The problem
Render the rows below as a JSON list of strings, with one string per line and no blank lines. Leave the pictures out of the list.

Supplied data
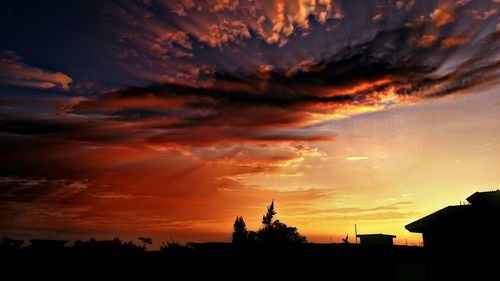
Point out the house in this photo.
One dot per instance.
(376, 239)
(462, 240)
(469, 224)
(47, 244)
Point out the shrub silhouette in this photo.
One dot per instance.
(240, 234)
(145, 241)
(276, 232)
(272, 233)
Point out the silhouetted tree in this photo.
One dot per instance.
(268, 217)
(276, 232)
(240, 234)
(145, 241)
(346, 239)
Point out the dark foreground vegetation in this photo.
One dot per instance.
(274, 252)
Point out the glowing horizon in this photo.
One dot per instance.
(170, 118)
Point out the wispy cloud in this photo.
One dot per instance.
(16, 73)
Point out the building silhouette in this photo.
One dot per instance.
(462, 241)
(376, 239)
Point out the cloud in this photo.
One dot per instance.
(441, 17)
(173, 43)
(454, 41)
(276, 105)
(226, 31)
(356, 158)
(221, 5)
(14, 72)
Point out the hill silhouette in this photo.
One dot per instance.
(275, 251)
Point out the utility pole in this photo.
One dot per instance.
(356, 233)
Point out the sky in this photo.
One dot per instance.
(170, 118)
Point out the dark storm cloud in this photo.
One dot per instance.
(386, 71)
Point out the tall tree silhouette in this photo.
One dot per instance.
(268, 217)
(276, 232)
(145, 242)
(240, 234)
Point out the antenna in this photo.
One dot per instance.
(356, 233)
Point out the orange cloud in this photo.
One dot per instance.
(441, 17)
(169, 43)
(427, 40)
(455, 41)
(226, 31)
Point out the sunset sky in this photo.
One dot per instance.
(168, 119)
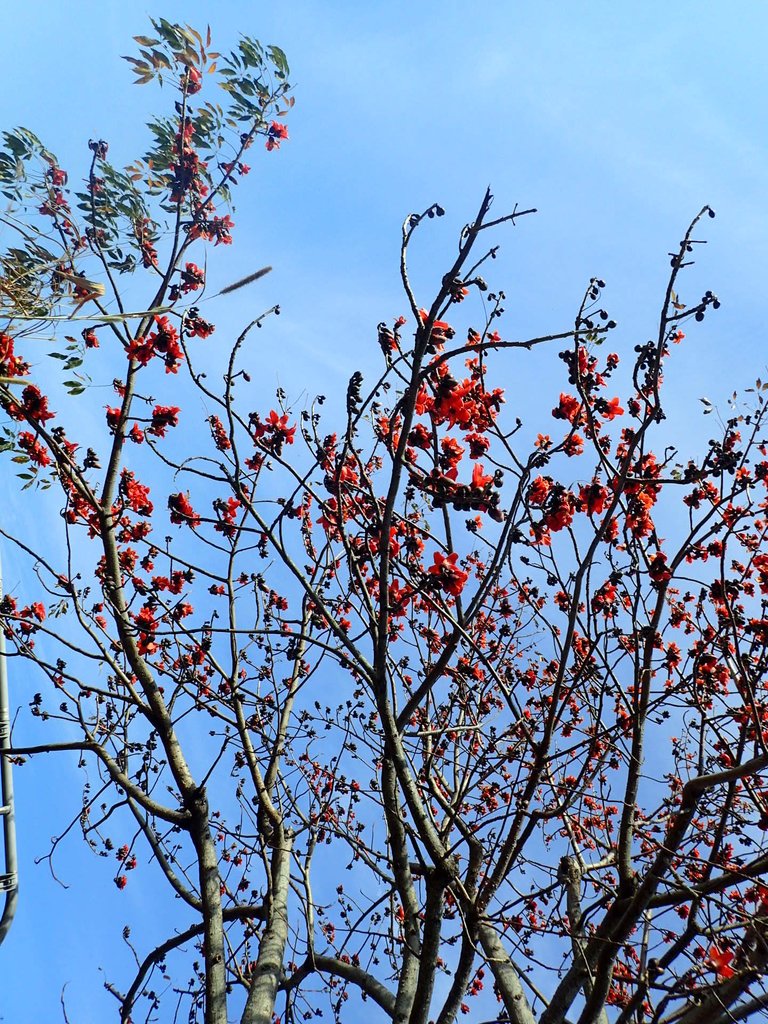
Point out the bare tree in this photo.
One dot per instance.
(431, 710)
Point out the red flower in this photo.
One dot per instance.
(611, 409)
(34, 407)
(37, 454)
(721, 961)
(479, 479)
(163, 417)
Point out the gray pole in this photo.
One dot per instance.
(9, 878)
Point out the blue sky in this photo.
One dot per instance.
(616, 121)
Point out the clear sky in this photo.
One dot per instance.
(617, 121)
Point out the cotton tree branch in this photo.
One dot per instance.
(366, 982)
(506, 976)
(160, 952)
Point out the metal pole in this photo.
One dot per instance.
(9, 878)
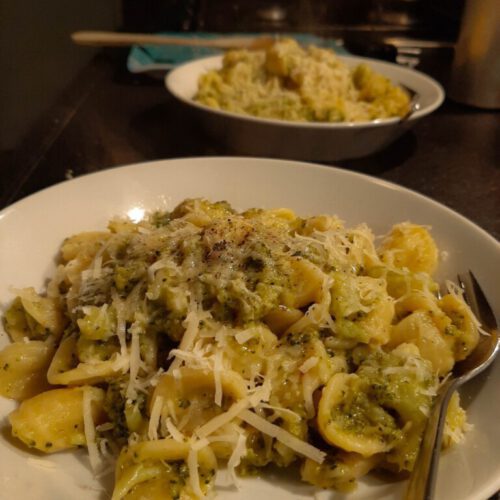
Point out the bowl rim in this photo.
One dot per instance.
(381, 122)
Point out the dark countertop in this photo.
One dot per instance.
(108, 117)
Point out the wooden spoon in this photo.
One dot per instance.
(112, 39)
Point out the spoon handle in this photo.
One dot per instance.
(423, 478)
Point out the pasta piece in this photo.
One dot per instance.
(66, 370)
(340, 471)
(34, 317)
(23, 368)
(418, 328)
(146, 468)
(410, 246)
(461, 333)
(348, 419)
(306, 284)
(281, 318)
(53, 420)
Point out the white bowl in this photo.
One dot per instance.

Response
[
  "Point out the house in this photo.",
  "One dot per instance.",
  "(376, 239)",
  "(462, 240)",
  "(469, 224)",
  "(47, 244)",
  "Point out the shrub silhouette in this photo.",
  "One dot per instance.",
  "(240, 234)",
  "(145, 241)",
  "(276, 232)",
  "(272, 233)",
  "Point out the silhouetted tree in this photo.",
  "One dot per instance.",
  "(268, 217)",
  "(276, 232)",
  "(240, 234)",
  "(145, 241)",
  "(346, 239)",
  "Point out the dark foreground vegetation in this photo.",
  "One dot per instance.",
  "(274, 252)",
  "Point out the glowing horizon in this photo.",
  "One dot per instance.",
  "(170, 118)",
  "Point out the wispy cloud in this photo.",
  "One dot per instance.",
  "(16, 73)",
  "Point out the building silhouette in this photo.",
  "One dot per instance.",
  "(462, 241)",
  "(376, 239)",
  "Point out the cloud in this photo.",
  "One dot per instance.",
  "(441, 17)",
  "(173, 43)",
  "(454, 41)",
  "(276, 105)",
  "(226, 31)",
  "(356, 158)",
  "(221, 5)",
  "(14, 72)",
  "Point out the hill silhouette in this photo.",
  "One dot per instance.",
  "(275, 251)",
  "Point out the utility pole in this photo.",
  "One dot per instance.",
  "(356, 233)",
  "Point out the sky in this photo.",
  "One dot per instance.",
  "(170, 118)",
  "Point out the dark storm cloud in this photo.",
  "One dot per instance.",
  "(386, 71)",
  "Point out the tall tree silhouette in this photo.",
  "One dot per instance.",
  "(268, 217)",
  "(276, 232)",
  "(145, 242)",
  "(240, 234)",
  "Point out the antenna in this photo.",
  "One dot per instance.",
  "(356, 233)",
  "Point out the orange cloud in this photo.",
  "One dot per instance.",
  "(441, 17)",
  "(169, 43)",
  "(427, 40)",
  "(455, 41)",
  "(226, 31)",
  "Point out the sunset sky in this photo.",
  "One dot per instance.",
  "(168, 119)",
  "Point out the bare tree in this photo.",
  "One dot per instance.",
  "(431, 710)",
  "Point out the red flower in this photo.",
  "One dot per instance.",
  "(611, 409)",
  "(34, 407)",
  "(37, 454)",
  "(721, 961)",
  "(479, 479)",
  "(163, 417)",
  "Point out the gray pole in this photo.",
  "One dot per instance.",
  "(9, 878)",
  "Point out the blue sky in this photo.",
  "One dot per instance.",
  "(616, 121)",
  "Point out the clear sky in this photo.",
  "One dot per instance.",
  "(617, 121)",
  "Point out the cotton tree branch in this photo.",
  "One dot per instance.",
  "(366, 982)",
  "(506, 976)",
  "(160, 952)",
  "Point out the metal pole in this photo.",
  "One dot per instance.",
  "(9, 878)",
  "Point out the bowl rim in this photo.",
  "One dot per instance.",
  "(381, 122)",
  "Point out the dark countertop in this photo.",
  "One dot per instance.",
  "(108, 117)",
  "Point out the wooden spoon in this photo.",
  "One dot per instance.",
  "(112, 39)",
  "Point out the spoon handle in this photo.",
  "One dot per instance.",
  "(423, 478)",
  "Point out the pasta piece in this photo.",
  "One dot per instance.",
  "(66, 370)",
  "(340, 471)",
  "(34, 317)",
  "(23, 368)",
  "(418, 328)",
  "(146, 468)",
  "(410, 246)",
  "(461, 333)",
  "(348, 419)",
  "(306, 284)",
  "(281, 318)",
  "(53, 420)",
  "Point out the white bowl in this photo.",
  "One dot per instance."
]